[Records from a data collection]
______

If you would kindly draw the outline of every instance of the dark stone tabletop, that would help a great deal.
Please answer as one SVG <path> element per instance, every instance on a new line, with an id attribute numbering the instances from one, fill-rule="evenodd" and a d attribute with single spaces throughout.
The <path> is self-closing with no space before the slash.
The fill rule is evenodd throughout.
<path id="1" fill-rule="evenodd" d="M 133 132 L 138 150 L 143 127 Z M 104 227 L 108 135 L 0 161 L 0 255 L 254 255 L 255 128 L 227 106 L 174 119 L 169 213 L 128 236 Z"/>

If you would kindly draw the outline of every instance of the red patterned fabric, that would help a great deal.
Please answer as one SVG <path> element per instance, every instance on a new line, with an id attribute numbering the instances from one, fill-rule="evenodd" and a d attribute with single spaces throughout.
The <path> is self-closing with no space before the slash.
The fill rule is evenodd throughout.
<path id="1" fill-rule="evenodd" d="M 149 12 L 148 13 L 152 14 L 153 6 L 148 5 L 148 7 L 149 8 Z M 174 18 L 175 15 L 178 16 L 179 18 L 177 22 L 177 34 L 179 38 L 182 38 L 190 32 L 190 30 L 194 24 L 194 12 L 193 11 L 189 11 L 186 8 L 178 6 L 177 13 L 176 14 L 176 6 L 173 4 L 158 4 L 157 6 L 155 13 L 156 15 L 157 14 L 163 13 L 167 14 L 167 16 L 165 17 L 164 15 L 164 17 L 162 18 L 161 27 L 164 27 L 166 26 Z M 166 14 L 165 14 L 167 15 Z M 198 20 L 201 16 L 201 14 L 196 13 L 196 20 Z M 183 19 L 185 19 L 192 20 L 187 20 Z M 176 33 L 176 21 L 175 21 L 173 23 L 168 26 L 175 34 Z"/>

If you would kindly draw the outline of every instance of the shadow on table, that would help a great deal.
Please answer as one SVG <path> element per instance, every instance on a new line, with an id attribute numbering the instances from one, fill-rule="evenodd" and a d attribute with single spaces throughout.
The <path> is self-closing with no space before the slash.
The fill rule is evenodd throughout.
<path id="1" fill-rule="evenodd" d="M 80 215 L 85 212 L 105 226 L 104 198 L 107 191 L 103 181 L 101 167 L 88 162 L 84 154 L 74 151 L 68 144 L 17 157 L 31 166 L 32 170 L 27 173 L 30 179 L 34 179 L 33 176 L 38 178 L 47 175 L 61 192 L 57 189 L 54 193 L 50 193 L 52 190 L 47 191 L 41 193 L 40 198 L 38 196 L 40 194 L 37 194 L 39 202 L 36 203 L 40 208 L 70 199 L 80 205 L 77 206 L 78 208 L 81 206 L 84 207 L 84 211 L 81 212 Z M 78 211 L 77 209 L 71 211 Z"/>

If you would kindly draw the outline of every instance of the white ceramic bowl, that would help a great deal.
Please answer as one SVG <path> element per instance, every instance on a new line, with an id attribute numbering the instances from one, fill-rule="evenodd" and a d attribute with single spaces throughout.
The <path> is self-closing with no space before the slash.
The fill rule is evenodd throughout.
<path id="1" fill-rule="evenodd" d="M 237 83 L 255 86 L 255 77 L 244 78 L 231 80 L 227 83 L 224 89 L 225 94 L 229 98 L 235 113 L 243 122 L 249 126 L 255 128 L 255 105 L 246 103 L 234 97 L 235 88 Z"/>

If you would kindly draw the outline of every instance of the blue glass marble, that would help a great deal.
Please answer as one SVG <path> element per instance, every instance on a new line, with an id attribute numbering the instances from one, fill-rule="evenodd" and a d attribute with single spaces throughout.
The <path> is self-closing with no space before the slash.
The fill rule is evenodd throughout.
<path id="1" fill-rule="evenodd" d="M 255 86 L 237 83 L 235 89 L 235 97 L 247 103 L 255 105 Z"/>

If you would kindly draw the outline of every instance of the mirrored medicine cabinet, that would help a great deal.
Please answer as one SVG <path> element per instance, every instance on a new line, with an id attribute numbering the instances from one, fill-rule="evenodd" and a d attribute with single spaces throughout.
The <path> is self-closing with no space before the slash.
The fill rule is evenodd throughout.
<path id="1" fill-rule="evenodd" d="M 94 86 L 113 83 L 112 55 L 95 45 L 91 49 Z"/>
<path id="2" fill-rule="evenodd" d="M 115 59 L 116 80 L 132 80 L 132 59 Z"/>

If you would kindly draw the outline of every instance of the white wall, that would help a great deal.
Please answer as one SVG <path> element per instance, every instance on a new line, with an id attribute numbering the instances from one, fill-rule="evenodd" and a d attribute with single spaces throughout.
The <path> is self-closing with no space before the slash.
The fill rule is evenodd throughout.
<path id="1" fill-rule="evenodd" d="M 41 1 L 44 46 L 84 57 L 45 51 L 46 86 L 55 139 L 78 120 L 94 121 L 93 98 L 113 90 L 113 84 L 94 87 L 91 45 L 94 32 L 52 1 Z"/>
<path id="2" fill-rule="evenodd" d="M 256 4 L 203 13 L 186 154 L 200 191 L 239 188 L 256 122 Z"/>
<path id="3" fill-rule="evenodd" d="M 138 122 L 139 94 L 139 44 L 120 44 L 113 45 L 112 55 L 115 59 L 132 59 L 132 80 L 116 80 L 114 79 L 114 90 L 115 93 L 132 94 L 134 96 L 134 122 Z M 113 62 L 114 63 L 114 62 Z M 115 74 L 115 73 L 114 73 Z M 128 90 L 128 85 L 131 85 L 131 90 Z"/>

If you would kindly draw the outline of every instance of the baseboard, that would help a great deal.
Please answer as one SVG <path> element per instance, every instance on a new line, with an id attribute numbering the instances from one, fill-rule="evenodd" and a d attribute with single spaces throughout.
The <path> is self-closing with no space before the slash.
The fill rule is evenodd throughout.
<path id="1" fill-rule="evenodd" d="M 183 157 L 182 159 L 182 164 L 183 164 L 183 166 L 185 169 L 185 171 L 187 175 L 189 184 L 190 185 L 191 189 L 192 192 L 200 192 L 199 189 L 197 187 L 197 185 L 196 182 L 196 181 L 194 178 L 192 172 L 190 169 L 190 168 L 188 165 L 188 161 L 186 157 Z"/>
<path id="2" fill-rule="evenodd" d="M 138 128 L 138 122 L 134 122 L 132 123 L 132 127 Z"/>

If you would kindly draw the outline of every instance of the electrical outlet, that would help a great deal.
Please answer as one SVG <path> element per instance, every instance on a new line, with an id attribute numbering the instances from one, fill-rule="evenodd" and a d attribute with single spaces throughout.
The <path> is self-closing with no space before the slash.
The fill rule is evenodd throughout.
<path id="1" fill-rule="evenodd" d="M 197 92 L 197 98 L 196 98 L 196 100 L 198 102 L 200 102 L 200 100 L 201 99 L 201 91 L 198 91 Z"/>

______

» Given request: Present all of the data above as a numbered list, omitting the blank lines.

» Solution to this task:
1. If you would kindly draw the outline of every instance of the dark stone tabletop, that would help a great deal.
2. Please answer as one SVG <path> element per instance, every instance on a new line, with an id attribute numbering the instances from one, fill-rule="evenodd" and a d attribute with single spaces throughout.
3. The <path> is self-closing with no space before the slash.
4. The fill rule is evenodd throughout.
5. <path id="1" fill-rule="evenodd" d="M 133 132 L 138 150 L 143 127 Z M 104 227 L 108 135 L 0 161 L 0 255 L 254 255 L 255 128 L 227 106 L 174 119 L 169 213 L 128 236 Z"/>
6. If you would kindly draw the outline of every instance of the red patterned fabric, that would help a great deal.
7. Please answer as one SVG <path> element per instance, every instance on a new line, with an id attribute numbering the instances from one, fill-rule="evenodd" and a d attribute with single spaces throughout.
8. The <path> is self-closing with no space before the slash.
9. The fill rule is evenodd throughout.
10. <path id="1" fill-rule="evenodd" d="M 149 12 L 148 13 L 152 14 L 153 6 L 148 5 L 148 7 L 149 8 Z M 174 18 L 175 15 L 178 16 L 179 18 L 177 22 L 177 34 L 179 38 L 182 38 L 190 32 L 190 30 L 194 24 L 194 12 L 193 11 L 189 11 L 186 8 L 178 6 L 177 13 L 176 14 L 176 6 L 173 4 L 158 4 L 157 6 L 155 13 L 156 15 L 157 14 L 163 13 L 167 14 L 167 16 L 165 17 L 164 15 L 164 17 L 162 18 L 161 27 L 164 27 L 166 26 Z M 166 14 L 165 14 L 167 15 Z M 198 20 L 201 16 L 201 14 L 196 13 L 196 20 Z M 183 19 L 185 19 L 192 20 L 187 20 Z M 176 33 L 176 21 L 175 21 L 173 23 L 168 26 L 175 34 Z"/>
11. If you would kindly draw the outline of every instance of the shadow on table, that would help a great deal.
12. Please answer as one SVG <path> element per instance, every instance on a new line, with an id attribute numbering the instances from one, fill-rule="evenodd" and a d attribute with single spaces throughout.
13. The <path> is self-closing with no space before the slash.
14. The fill rule is evenodd throughout.
15. <path id="1" fill-rule="evenodd" d="M 80 215 L 85 212 L 105 226 L 104 198 L 107 191 L 103 181 L 101 167 L 88 162 L 84 154 L 74 151 L 68 144 L 17 157 L 31 166 L 32 170 L 27 173 L 30 179 L 34 179 L 33 176 L 38 178 L 47 175 L 61 192 L 57 189 L 54 193 L 50 193 L 52 190 L 47 191 L 41 193 L 40 198 L 38 196 L 40 194 L 37 194 L 39 202 L 36 203 L 40 208 L 70 199 L 80 205 L 77 206 L 78 208 L 81 206 L 84 207 L 84 211 L 81 212 Z M 78 211 L 77 209 L 71 211 Z"/>
16. If you would kindly draw the outline of every instance of the white ceramic bowl, that would help a great deal.
17. Please answer as one SVG <path> element per instance, every instance on a new line, with an id attribute numbering the instances from one, fill-rule="evenodd" and a d attribute with single spaces throughout.
18. The <path> is self-closing with no space before the slash.
19. The fill rule is evenodd throughout.
20. <path id="1" fill-rule="evenodd" d="M 237 83 L 255 86 L 255 77 L 244 78 L 231 80 L 227 83 L 224 89 L 225 94 L 229 98 L 235 113 L 243 122 L 249 126 L 255 128 L 255 105 L 246 103 L 234 97 L 235 88 Z"/>
21. If you would kindly draw the outline of every instance of the blue glass marble, that would help a great deal.
22. Please answer as one SVG <path> element per instance, every instance on a new line, with an id attribute numbering the instances from one, fill-rule="evenodd" and a d attribute with single spaces throughout.
23. The <path> is self-closing with no space before the slash.
24. The fill rule is evenodd throughout.
25. <path id="1" fill-rule="evenodd" d="M 255 86 L 237 83 L 235 89 L 235 97 L 247 103 L 255 105 Z"/>
26. If you would kindly draw the outline of every instance of the mirrored medicine cabinet, that would help a great deal.
27. Please answer as one SVG <path> element per instance, every instance on a new line, with an id attribute numbering the instances from one, fill-rule="evenodd" and a d attribute with single spaces throughout.
28. The <path> is self-closing with no space before the slash.
29. The fill rule is evenodd throughout.
30. <path id="1" fill-rule="evenodd" d="M 94 86 L 113 83 L 112 55 L 95 45 L 91 49 Z"/>
31. <path id="2" fill-rule="evenodd" d="M 115 59 L 116 80 L 132 80 L 132 59 Z"/>
32. If you would kindly draw the outline of every instance of the white wall, that would help a great deal.
33. Please answer as one SVG <path> element per instance, every instance on a new line, with an id attribute numbering the instances from one, fill-rule="evenodd" and a d attribute with single spaces throughout.
34. The <path> is self-closing with no space before the slash.
35. The fill rule is evenodd throughout.
36. <path id="1" fill-rule="evenodd" d="M 41 1 L 44 46 L 84 57 L 45 51 L 46 86 L 55 139 L 78 120 L 94 121 L 93 98 L 113 90 L 113 84 L 94 87 L 91 45 L 94 32 L 52 1 Z"/>
37. <path id="2" fill-rule="evenodd" d="M 256 4 L 203 13 L 186 154 L 200 191 L 239 188 L 256 122 Z"/>
38. <path id="3" fill-rule="evenodd" d="M 138 122 L 139 94 L 139 44 L 120 44 L 113 45 L 112 55 L 115 59 L 132 59 L 132 80 L 116 80 L 114 79 L 114 90 L 115 93 L 132 94 L 134 96 L 134 122 Z M 113 62 L 114 63 L 114 62 Z M 115 74 L 115 73 L 114 73 Z M 128 90 L 128 85 L 131 85 L 131 90 Z"/>
39. If you would kindly draw the outline of every instance of the baseboard, that would help a great deal.
40. Please answer as one SVG <path> element per instance, every instance on a new line, with an id attribute numbering the instances from one, fill-rule="evenodd" and a d attribute with single spaces throughout.
41. The <path> is self-closing with no space before the slash.
42. The fill rule is evenodd throughout.
43. <path id="1" fill-rule="evenodd" d="M 183 157 L 182 159 L 182 164 L 183 164 L 183 166 L 185 169 L 185 171 L 187 175 L 189 184 L 190 185 L 191 189 L 192 192 L 200 192 L 199 189 L 197 187 L 197 185 L 196 182 L 196 181 L 194 178 L 192 172 L 190 169 L 190 168 L 188 165 L 188 161 L 186 157 Z"/>
44. <path id="2" fill-rule="evenodd" d="M 138 128 L 138 122 L 134 122 L 132 123 L 132 127 Z"/>
45. If you would kindly draw the outline of every instance of the electrical outlet, that would help a great deal.
46. Please answer as one SVG <path> element per instance, every instance on a new line, with an id attribute numbering the instances from one, fill-rule="evenodd" and a d attribute with single spaces throughout.
47. The <path> is self-closing with no space before the slash.
48. The fill rule is evenodd throughout.
49. <path id="1" fill-rule="evenodd" d="M 197 92 L 197 98 L 196 98 L 196 100 L 198 102 L 200 102 L 200 100 L 201 99 L 201 91 L 198 91 Z"/>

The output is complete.